What you should do: Transcribe every entry word for word. Skip the pictures.

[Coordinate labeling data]
— start —

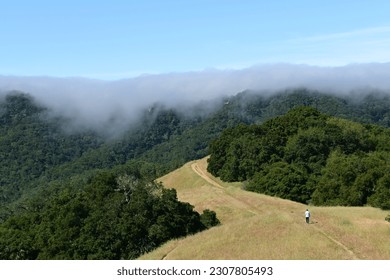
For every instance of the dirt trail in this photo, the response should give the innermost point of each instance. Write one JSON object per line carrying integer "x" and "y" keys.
{"x": 202, "y": 173}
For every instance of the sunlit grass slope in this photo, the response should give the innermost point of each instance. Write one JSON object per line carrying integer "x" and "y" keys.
{"x": 256, "y": 226}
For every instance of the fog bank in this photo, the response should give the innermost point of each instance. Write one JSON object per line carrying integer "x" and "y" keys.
{"x": 96, "y": 103}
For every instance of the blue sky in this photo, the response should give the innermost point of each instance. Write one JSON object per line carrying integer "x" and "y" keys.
{"x": 120, "y": 39}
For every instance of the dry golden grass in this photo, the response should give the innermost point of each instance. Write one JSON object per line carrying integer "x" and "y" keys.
{"x": 256, "y": 226}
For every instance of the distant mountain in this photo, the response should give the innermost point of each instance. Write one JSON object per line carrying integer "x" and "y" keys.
{"x": 45, "y": 157}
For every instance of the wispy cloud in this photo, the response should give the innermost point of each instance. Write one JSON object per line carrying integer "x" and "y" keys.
{"x": 335, "y": 49}
{"x": 96, "y": 103}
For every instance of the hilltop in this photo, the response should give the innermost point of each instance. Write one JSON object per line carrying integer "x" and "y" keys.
{"x": 256, "y": 226}
{"x": 57, "y": 176}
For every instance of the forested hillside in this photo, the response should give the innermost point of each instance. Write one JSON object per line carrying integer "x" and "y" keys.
{"x": 307, "y": 156}
{"x": 46, "y": 167}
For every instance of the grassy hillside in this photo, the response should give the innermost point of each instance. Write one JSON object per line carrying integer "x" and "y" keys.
{"x": 256, "y": 226}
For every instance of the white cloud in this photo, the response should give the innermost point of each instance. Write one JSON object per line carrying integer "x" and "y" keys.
{"x": 96, "y": 103}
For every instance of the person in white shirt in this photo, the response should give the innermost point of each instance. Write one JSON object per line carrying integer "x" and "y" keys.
{"x": 307, "y": 215}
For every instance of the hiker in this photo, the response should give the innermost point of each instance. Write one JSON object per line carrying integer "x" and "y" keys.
{"x": 307, "y": 215}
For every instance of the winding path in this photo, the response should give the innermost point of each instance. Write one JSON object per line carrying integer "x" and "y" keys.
{"x": 199, "y": 171}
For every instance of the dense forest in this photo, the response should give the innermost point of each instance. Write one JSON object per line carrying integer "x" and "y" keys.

— end —

Completed task:
For every instance of the dirt trail in this photo, the response should give the innermost point of each instance. Write one JSON object per line carrying integer "x" and "y" keys.
{"x": 202, "y": 173}
For every instance of the sunlit grass slope in this photo, the response should give the innermost point of each instance. Write one JSON object per line carrying integer "x" and "y" keys.
{"x": 256, "y": 226}
For every instance of the fog bank in this photo, the response should give the innermost point of each instance. Write one JSON object per line carrying integer "x" and "y" keys.
{"x": 96, "y": 103}
For every instance of the blue sky in this photo, the response should give the innermost point of each instance. Write one JSON object per line carrying integer "x" and "y" keys.
{"x": 120, "y": 39}
For every instance of the dry golden grass in this photo, the response should give the innermost point of each instance. Write one JSON object per line carrying integer "x" and "y" keys.
{"x": 256, "y": 226}
For every instance of the distant mountain in this photo, the response should give the innermost point of each instance. Write one JSON object per line carrying integer "x" and "y" keys.
{"x": 45, "y": 157}
For every instance of the wispy cloud in this photo, the response should give the innermost point of each instance. Write one JSON object per line carrying integer "x" and "y" keys.
{"x": 335, "y": 49}
{"x": 96, "y": 103}
For every instance of the hilltop in this photo, the response should give the innermost point of each instance. Write one JSON object per line carrying integer "x" and "y" keys.
{"x": 256, "y": 226}
{"x": 57, "y": 176}
For every instance of the forested hillside in this photo, the response should give the innermost point of each instance. Write one JSON object per line carrying integer "x" and "y" keys.
{"x": 307, "y": 156}
{"x": 46, "y": 167}
For every instance of the grassy hillside in this photo, the response should give the innermost point of each instance. Write one JSON object per line carrying integer "x" and "y" keys.
{"x": 256, "y": 226}
For every instance of the white cloud in this photo, the response should give the innermost point of each instance. Write one JSON object per line carrying integer "x" and "y" keys.
{"x": 96, "y": 103}
For every instance of the person in white shirt in this photo, the response should give the innermost point of each instance. Write one JSON object per line carrying integer "x" and "y" keys.
{"x": 307, "y": 215}
For every instance of the hiker in this photo, the response should give the innermost point of each instance. Write one JSON object per line carrying integer "x" and "y" keys.
{"x": 307, "y": 215}
For every instance of the winding path in this photo, the response should give the innermost point of each instance. Write one JSON object per line carrying integer "x" and "y" keys.
{"x": 199, "y": 171}
For every instance of the dense forest in this photo, the response should give the innermost point of each instance. Write one JSON object per line carrying integer "x" and "y" keys.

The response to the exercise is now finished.